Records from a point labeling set

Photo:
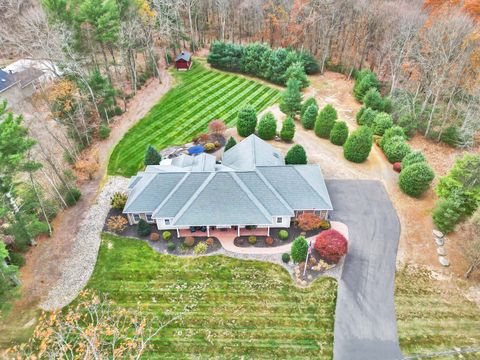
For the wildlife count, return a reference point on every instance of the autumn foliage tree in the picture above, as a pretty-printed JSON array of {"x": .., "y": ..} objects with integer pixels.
[{"x": 331, "y": 245}]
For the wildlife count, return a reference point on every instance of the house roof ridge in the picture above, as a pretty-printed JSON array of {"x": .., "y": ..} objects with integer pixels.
[
  {"x": 252, "y": 197},
  {"x": 275, "y": 192},
  {"x": 193, "y": 197},
  {"x": 329, "y": 202},
  {"x": 169, "y": 196}
]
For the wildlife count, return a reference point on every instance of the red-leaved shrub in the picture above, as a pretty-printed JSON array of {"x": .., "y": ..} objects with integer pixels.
[
  {"x": 331, "y": 245},
  {"x": 308, "y": 221},
  {"x": 217, "y": 127}
]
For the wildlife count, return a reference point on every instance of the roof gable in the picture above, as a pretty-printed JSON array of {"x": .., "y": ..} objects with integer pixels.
[{"x": 250, "y": 153}]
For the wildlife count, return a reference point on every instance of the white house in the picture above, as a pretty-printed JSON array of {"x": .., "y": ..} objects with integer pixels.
[{"x": 251, "y": 187}]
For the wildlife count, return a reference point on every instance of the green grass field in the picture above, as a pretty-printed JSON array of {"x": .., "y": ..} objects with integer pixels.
[
  {"x": 200, "y": 96},
  {"x": 432, "y": 318},
  {"x": 240, "y": 308}
]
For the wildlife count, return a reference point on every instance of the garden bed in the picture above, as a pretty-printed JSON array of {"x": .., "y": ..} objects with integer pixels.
[
  {"x": 162, "y": 245},
  {"x": 293, "y": 233}
]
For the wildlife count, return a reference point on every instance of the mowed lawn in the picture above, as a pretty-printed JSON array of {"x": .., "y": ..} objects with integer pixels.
[
  {"x": 201, "y": 96},
  {"x": 431, "y": 318},
  {"x": 239, "y": 308}
]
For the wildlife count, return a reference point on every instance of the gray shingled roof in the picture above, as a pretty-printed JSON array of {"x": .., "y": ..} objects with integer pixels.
[
  {"x": 180, "y": 195},
  {"x": 222, "y": 201},
  {"x": 297, "y": 191},
  {"x": 151, "y": 190},
  {"x": 252, "y": 152},
  {"x": 184, "y": 55},
  {"x": 228, "y": 194}
]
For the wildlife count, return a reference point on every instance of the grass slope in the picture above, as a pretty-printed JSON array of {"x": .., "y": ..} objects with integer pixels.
[
  {"x": 431, "y": 318},
  {"x": 201, "y": 96},
  {"x": 240, "y": 308}
]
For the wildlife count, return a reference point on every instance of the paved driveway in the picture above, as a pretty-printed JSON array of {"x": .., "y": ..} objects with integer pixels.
[{"x": 365, "y": 323}]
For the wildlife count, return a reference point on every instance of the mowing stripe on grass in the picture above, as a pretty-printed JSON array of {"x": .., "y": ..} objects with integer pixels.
[{"x": 201, "y": 96}]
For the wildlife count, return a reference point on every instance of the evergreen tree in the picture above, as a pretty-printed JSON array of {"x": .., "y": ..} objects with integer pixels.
[
  {"x": 288, "y": 129},
  {"x": 152, "y": 156},
  {"x": 325, "y": 121},
  {"x": 230, "y": 143},
  {"x": 358, "y": 145},
  {"x": 246, "y": 121},
  {"x": 309, "y": 117},
  {"x": 296, "y": 155},
  {"x": 267, "y": 127},
  {"x": 339, "y": 133},
  {"x": 306, "y": 104},
  {"x": 291, "y": 98},
  {"x": 296, "y": 71}
]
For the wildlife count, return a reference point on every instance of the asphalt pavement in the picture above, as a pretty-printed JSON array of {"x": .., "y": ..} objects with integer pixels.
[{"x": 365, "y": 322}]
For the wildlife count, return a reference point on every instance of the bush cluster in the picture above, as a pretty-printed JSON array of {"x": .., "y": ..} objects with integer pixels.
[
  {"x": 246, "y": 121},
  {"x": 267, "y": 127},
  {"x": 296, "y": 155},
  {"x": 358, "y": 145},
  {"x": 331, "y": 245},
  {"x": 339, "y": 133},
  {"x": 325, "y": 121}
]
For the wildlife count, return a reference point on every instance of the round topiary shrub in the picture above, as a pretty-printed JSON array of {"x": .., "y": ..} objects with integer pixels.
[
  {"x": 331, "y": 245},
  {"x": 143, "y": 228},
  {"x": 397, "y": 167},
  {"x": 415, "y": 179},
  {"x": 299, "y": 249},
  {"x": 296, "y": 155},
  {"x": 189, "y": 241},
  {"x": 358, "y": 145},
  {"x": 367, "y": 118},
  {"x": 373, "y": 99},
  {"x": 283, "y": 234},
  {"x": 339, "y": 133},
  {"x": 413, "y": 158},
  {"x": 247, "y": 121},
  {"x": 288, "y": 129},
  {"x": 381, "y": 123},
  {"x": 396, "y": 149},
  {"x": 325, "y": 121},
  {"x": 394, "y": 131},
  {"x": 309, "y": 117},
  {"x": 267, "y": 127}
]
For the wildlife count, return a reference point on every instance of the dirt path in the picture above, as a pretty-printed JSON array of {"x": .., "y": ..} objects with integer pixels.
[
  {"x": 44, "y": 261},
  {"x": 416, "y": 241}
]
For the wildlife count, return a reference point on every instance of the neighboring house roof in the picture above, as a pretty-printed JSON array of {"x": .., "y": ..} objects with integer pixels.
[
  {"x": 194, "y": 194},
  {"x": 252, "y": 152},
  {"x": 184, "y": 55},
  {"x": 7, "y": 80}
]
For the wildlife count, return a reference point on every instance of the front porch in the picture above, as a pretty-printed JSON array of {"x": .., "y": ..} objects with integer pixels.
[{"x": 225, "y": 233}]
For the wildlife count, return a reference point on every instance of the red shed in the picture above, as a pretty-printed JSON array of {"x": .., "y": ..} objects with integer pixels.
[{"x": 183, "y": 61}]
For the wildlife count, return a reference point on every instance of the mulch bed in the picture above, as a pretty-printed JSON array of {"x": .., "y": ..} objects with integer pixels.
[
  {"x": 161, "y": 245},
  {"x": 293, "y": 233}
]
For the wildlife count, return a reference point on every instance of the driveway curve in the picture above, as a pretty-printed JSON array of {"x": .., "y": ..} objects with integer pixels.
[{"x": 365, "y": 322}]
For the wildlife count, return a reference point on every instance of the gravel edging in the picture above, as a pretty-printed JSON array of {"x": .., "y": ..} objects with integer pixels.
[{"x": 77, "y": 268}]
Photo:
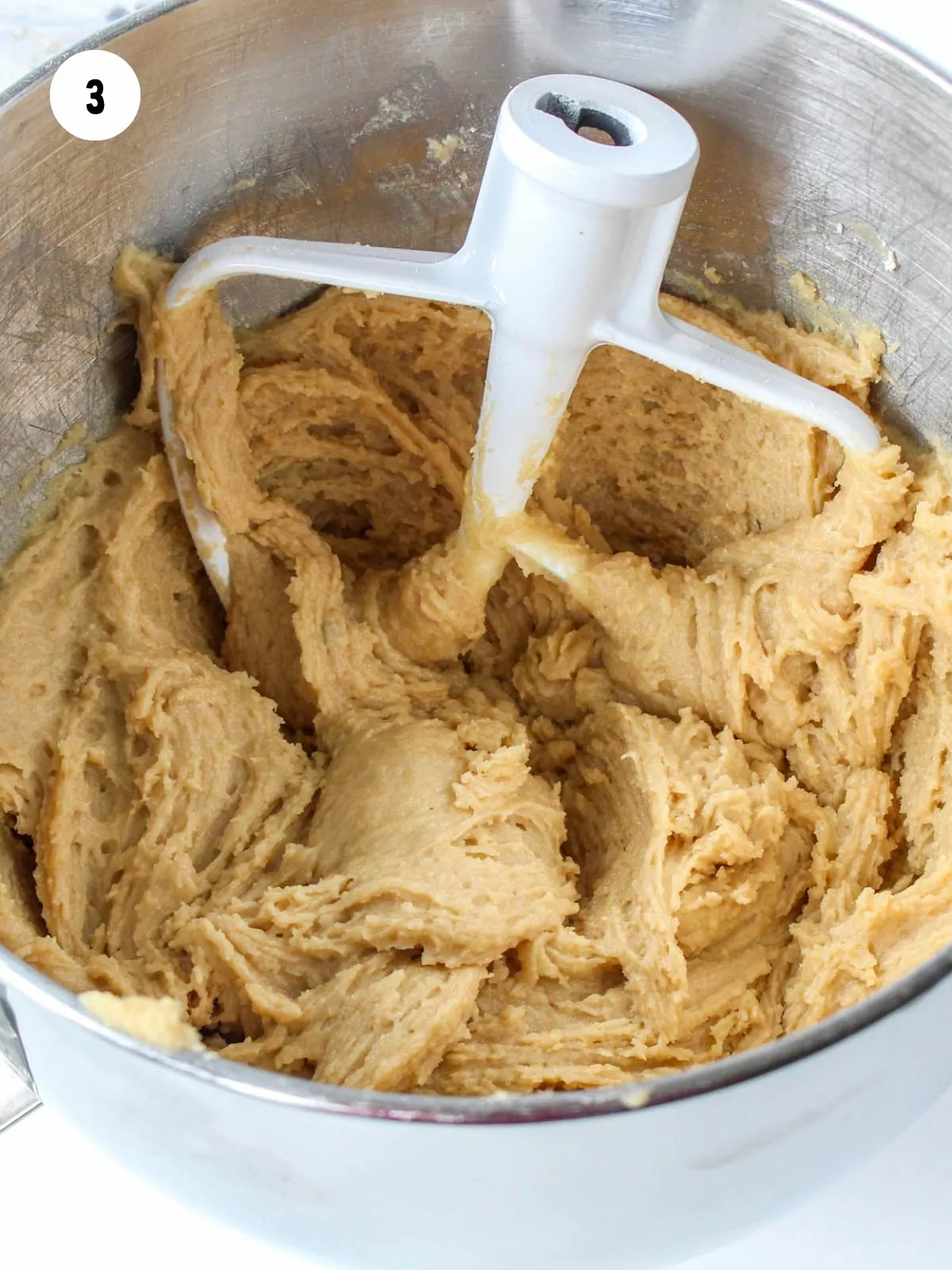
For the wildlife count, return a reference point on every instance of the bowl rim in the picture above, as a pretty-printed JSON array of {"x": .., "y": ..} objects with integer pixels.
[{"x": 631, "y": 1096}]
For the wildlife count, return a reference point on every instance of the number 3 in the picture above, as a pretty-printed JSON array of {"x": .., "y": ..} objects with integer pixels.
[{"x": 97, "y": 103}]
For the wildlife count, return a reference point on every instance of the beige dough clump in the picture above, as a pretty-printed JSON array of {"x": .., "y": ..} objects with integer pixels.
[
  {"x": 387, "y": 826},
  {"x": 159, "y": 1020}
]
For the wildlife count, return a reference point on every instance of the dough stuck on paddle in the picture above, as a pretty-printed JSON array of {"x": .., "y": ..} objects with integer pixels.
[{"x": 374, "y": 829}]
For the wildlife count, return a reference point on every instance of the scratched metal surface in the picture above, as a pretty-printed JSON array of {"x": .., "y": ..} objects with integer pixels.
[{"x": 822, "y": 152}]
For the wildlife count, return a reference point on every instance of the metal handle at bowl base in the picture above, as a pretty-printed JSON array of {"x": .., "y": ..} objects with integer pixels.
[{"x": 18, "y": 1094}]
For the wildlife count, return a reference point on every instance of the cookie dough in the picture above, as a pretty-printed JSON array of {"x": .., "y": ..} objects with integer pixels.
[{"x": 389, "y": 825}]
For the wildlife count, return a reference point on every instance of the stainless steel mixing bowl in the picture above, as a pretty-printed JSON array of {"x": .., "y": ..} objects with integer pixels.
[{"x": 829, "y": 150}]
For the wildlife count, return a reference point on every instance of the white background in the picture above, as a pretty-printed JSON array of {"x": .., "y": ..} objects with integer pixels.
[{"x": 63, "y": 1203}]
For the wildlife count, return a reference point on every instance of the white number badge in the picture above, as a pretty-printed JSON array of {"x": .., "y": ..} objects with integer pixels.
[{"x": 95, "y": 95}]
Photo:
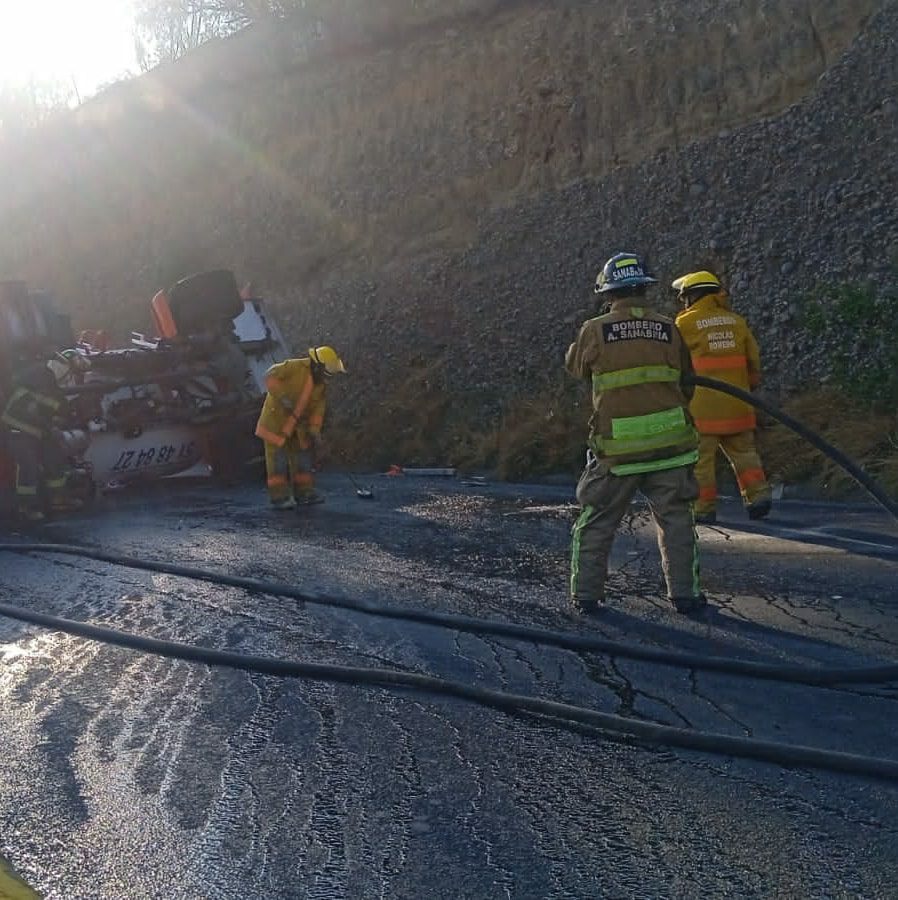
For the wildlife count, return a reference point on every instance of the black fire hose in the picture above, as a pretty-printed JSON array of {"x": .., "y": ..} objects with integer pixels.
[
  {"x": 836, "y": 455},
  {"x": 817, "y": 676},
  {"x": 562, "y": 715}
]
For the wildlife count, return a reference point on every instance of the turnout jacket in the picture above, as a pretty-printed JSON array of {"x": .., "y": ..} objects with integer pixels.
[
  {"x": 294, "y": 404},
  {"x": 34, "y": 400},
  {"x": 638, "y": 365},
  {"x": 722, "y": 347}
]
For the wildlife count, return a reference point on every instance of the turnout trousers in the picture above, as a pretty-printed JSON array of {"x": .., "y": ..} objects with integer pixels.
[
  {"x": 288, "y": 469},
  {"x": 604, "y": 500},
  {"x": 740, "y": 451}
]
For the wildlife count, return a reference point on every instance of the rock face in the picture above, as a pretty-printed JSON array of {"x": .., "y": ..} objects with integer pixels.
[{"x": 438, "y": 192}]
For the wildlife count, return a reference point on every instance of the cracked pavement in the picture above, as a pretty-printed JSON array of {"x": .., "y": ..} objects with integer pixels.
[{"x": 127, "y": 775}]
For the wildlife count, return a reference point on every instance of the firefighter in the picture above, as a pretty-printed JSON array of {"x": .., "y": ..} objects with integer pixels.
[
  {"x": 641, "y": 437},
  {"x": 722, "y": 347},
  {"x": 290, "y": 425},
  {"x": 31, "y": 412}
]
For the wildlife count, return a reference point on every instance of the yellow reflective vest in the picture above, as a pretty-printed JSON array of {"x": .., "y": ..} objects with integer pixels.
[
  {"x": 722, "y": 347},
  {"x": 294, "y": 405}
]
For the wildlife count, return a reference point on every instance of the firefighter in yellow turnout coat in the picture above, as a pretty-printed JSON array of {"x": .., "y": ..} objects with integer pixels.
[
  {"x": 290, "y": 424},
  {"x": 722, "y": 347},
  {"x": 641, "y": 437}
]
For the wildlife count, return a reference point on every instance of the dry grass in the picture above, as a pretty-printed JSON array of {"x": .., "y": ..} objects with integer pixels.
[{"x": 870, "y": 439}]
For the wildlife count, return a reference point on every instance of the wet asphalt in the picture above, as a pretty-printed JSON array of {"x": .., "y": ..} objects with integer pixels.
[{"x": 124, "y": 775}]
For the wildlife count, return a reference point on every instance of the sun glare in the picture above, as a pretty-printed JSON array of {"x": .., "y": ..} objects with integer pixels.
[{"x": 63, "y": 41}]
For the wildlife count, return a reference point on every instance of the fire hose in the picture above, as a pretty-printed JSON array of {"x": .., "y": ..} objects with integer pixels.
[
  {"x": 836, "y": 455},
  {"x": 563, "y": 714}
]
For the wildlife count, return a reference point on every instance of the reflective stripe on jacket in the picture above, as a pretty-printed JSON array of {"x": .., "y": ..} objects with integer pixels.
[
  {"x": 722, "y": 347},
  {"x": 294, "y": 404},
  {"x": 638, "y": 365}
]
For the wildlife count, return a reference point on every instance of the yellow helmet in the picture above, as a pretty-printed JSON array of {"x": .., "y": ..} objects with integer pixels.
[
  {"x": 695, "y": 280},
  {"x": 327, "y": 357}
]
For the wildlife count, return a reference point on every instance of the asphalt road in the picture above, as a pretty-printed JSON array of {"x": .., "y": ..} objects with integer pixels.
[{"x": 124, "y": 775}]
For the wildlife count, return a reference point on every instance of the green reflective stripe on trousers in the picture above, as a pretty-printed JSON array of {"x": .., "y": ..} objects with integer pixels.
[
  {"x": 656, "y": 465},
  {"x": 608, "y": 381},
  {"x": 22, "y": 426},
  {"x": 577, "y": 533},
  {"x": 685, "y": 434},
  {"x": 696, "y": 567}
]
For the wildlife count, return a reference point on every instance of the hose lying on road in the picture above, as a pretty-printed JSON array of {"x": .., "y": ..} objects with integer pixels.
[
  {"x": 565, "y": 640},
  {"x": 836, "y": 455},
  {"x": 563, "y": 714}
]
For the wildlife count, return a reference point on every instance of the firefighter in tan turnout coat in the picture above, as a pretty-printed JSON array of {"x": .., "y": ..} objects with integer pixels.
[{"x": 641, "y": 437}]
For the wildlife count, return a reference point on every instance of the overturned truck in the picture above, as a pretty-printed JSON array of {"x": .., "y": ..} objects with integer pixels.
[{"x": 187, "y": 395}]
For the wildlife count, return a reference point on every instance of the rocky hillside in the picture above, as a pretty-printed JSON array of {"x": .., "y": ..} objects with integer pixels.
[{"x": 434, "y": 194}]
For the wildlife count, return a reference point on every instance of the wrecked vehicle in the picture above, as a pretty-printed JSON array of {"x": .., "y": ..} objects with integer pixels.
[{"x": 188, "y": 395}]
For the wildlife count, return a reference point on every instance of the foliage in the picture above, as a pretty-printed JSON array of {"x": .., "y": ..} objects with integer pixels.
[
  {"x": 869, "y": 438},
  {"x": 24, "y": 105},
  {"x": 168, "y": 29},
  {"x": 856, "y": 324}
]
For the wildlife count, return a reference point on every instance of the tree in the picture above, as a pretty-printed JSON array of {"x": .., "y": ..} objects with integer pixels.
[
  {"x": 24, "y": 105},
  {"x": 168, "y": 29}
]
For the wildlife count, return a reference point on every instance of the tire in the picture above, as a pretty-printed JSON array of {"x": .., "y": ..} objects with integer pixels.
[{"x": 202, "y": 301}]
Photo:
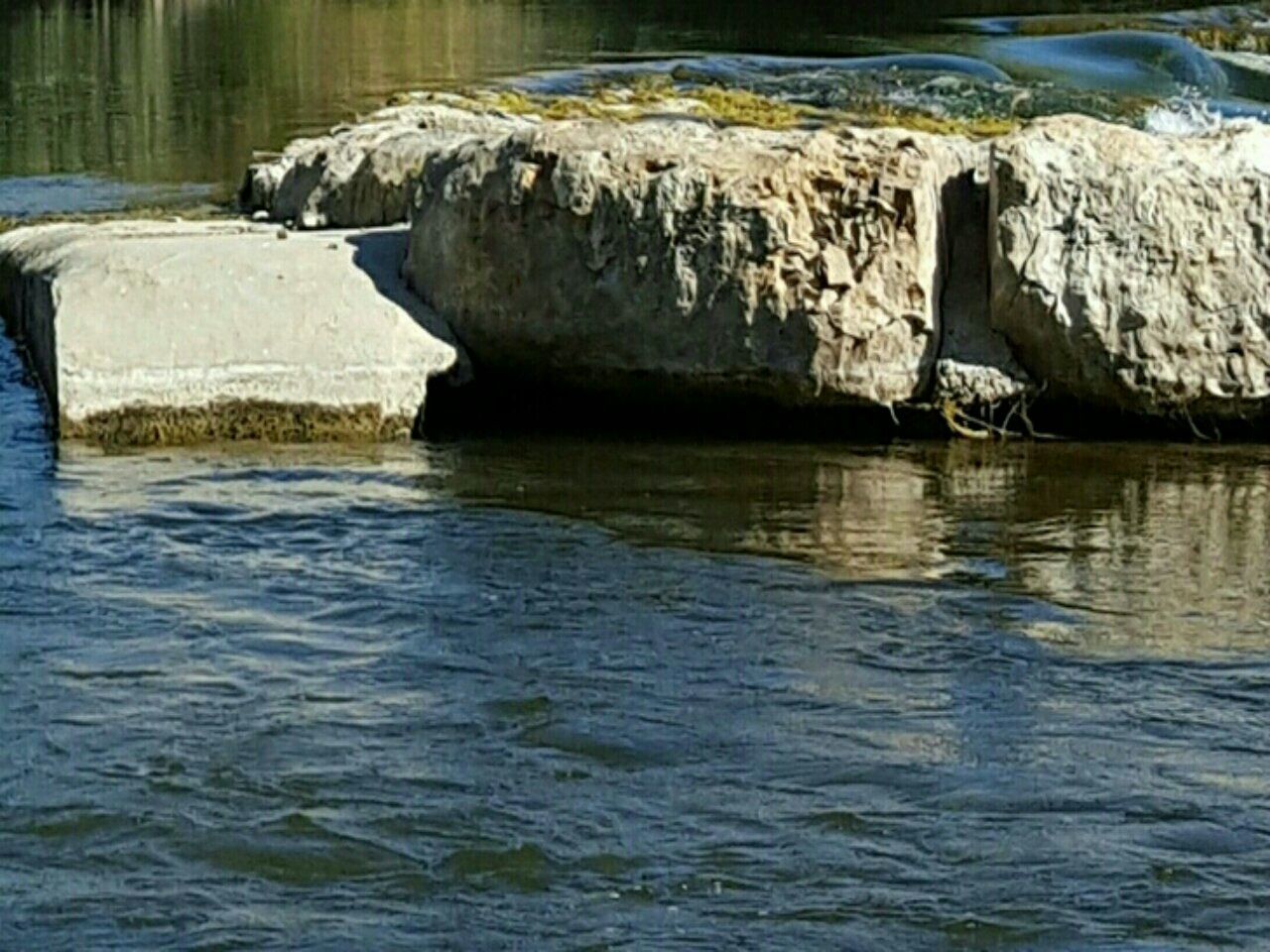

Exercise requirements> Count how many lines in the data above contain the string "stripe", with case counting. Reply with the number only.

Exercise response> 3